**Stated exercise:** Without the images, write out all of the following entries exactly.
START Source records
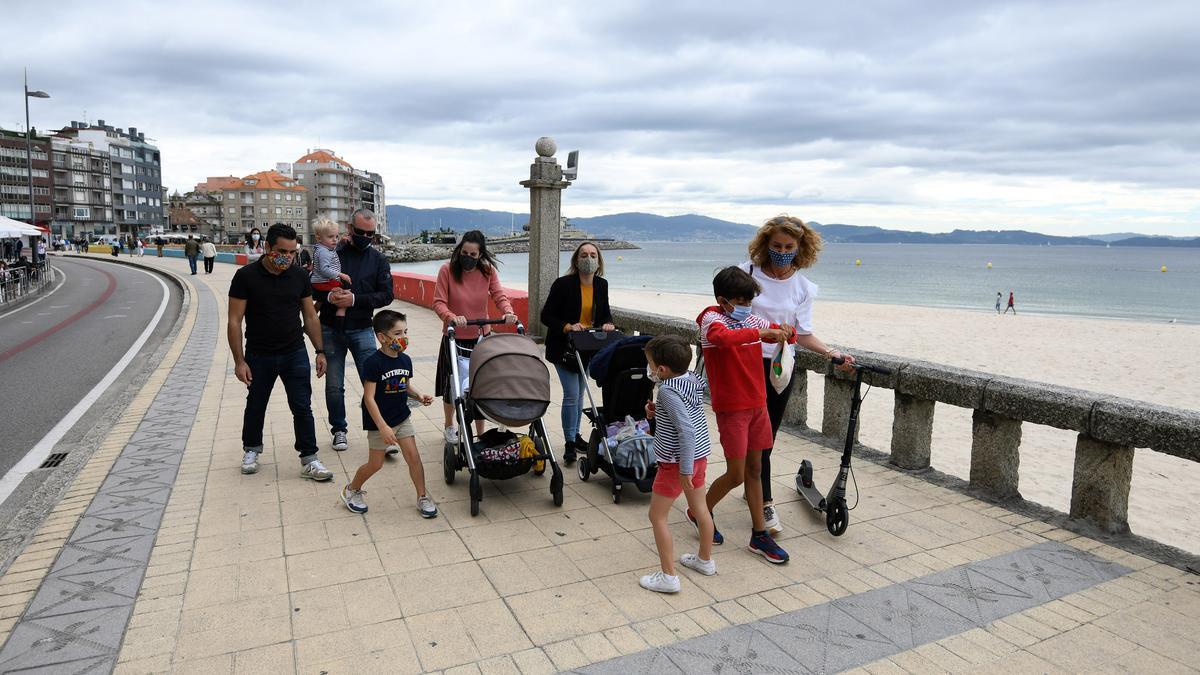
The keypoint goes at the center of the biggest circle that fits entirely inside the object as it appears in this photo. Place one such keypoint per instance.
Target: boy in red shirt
(732, 339)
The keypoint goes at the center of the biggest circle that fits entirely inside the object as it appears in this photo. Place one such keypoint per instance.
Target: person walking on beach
(369, 291)
(781, 248)
(273, 296)
(463, 286)
(577, 300)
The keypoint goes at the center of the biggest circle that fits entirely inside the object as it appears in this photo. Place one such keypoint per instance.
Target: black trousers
(775, 405)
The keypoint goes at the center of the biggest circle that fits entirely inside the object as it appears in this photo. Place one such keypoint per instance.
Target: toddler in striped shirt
(681, 447)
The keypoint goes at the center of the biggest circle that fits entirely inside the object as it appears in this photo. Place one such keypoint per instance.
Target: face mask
(588, 266)
(781, 260)
(741, 312)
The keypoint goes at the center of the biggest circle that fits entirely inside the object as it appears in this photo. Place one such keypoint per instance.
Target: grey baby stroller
(627, 455)
(509, 386)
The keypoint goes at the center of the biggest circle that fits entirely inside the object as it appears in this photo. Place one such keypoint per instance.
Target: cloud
(922, 115)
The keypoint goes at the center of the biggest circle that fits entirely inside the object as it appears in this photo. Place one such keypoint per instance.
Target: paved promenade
(165, 557)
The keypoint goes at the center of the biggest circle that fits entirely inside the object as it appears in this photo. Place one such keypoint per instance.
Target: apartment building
(15, 177)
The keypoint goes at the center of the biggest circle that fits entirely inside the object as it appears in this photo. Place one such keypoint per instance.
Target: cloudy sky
(1067, 118)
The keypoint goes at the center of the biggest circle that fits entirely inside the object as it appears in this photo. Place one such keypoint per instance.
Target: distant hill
(693, 227)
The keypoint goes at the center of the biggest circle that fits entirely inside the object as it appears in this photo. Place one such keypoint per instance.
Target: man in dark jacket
(370, 290)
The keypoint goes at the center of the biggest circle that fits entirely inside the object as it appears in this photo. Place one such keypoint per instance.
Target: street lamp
(29, 147)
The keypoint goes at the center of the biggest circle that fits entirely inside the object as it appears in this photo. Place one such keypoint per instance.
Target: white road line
(53, 291)
(37, 454)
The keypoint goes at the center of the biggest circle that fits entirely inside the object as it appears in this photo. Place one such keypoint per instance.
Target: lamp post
(29, 147)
END Source records
**Answer to this task:**
The keypoint goes at the center of the biggest circle that fits entirely inside the object as it appears in this photo. Place one such keypoint per instance.
Target: boy in red shirt
(732, 339)
The keypoint goes at the center of the biggest circle that fits entirely inside the object as it appears in this photo. Place one such keypoint per instance.
Target: person walking on beach
(369, 291)
(781, 248)
(273, 296)
(463, 286)
(577, 300)
The keypoint goes at the center of the biggest circle that fits entirely inside the object as it appears in this photo. Place one such keypoint per instance.
Target: black trousers
(775, 405)
The keypoint goes at the center of the biggest circle that fits entirely inside the object as it appears in this photo. Place one such keypoint per instance.
Target: toddler in striped shirt
(681, 447)
The keypoint goes at the center of the biggest circle that fits entirely inside the object as it appears in this photo. Place one such keypoint per instance.
Target: face mask
(588, 266)
(781, 260)
(741, 312)
The keypoint goes at the center of the biggest circle that fits entirely inside the object as it appears in this photo. Place one such keypoint per instance.
Target: grey baby stroller
(627, 455)
(509, 386)
The keypoint goes at the center of the biggest circle that fits entirely inside the object as it appears in this photo. Place one such keypoint per instance.
Target: cloud
(922, 115)
The keypoint goes at the center of the biggest circle that fits entirely inside the object as it appears in this photo. Place one such keypoint per instance.
Target: paved promenade
(165, 557)
The keypoint goes at the center of the biggest circle that fits entirely inside the object as it appears in this photo. Place one such keypoint per instance.
Target: apartment building
(15, 177)
The keypoint goes at the center of the biggest circle that fits entirely inside the object as it appears in this photo. Place one such keypoint per instance.
Target: cloudy sky
(1067, 118)
The keypoint goes at the center of the biggest circle that fits entirely inside the object as it appears in this photo. Place one such keypoint per instance.
Target: distant hill
(693, 227)
The keypoint goes at the center of the biggest circle that fits entirely inside the object as it appears in this photo. Place one such keypoint per instance.
Target: man in dark jacket
(370, 290)
The keypoint goes at the center of the biggest circle that fits entirely inside the object as it appears in this photo. Place one such keypoint per instance.
Target: street lamp
(29, 147)
The keypoint goes at the center of the biggest circle that fits entirely inside the object as it appears in this photo. Place one such keypoint per instance.
Target: white road line
(53, 291)
(37, 454)
The keypoint goes at the center of the biggest circle that fits entirely inside the object as it appears in this photo. Place one such keypoint per instance.
Target: lamp post
(29, 147)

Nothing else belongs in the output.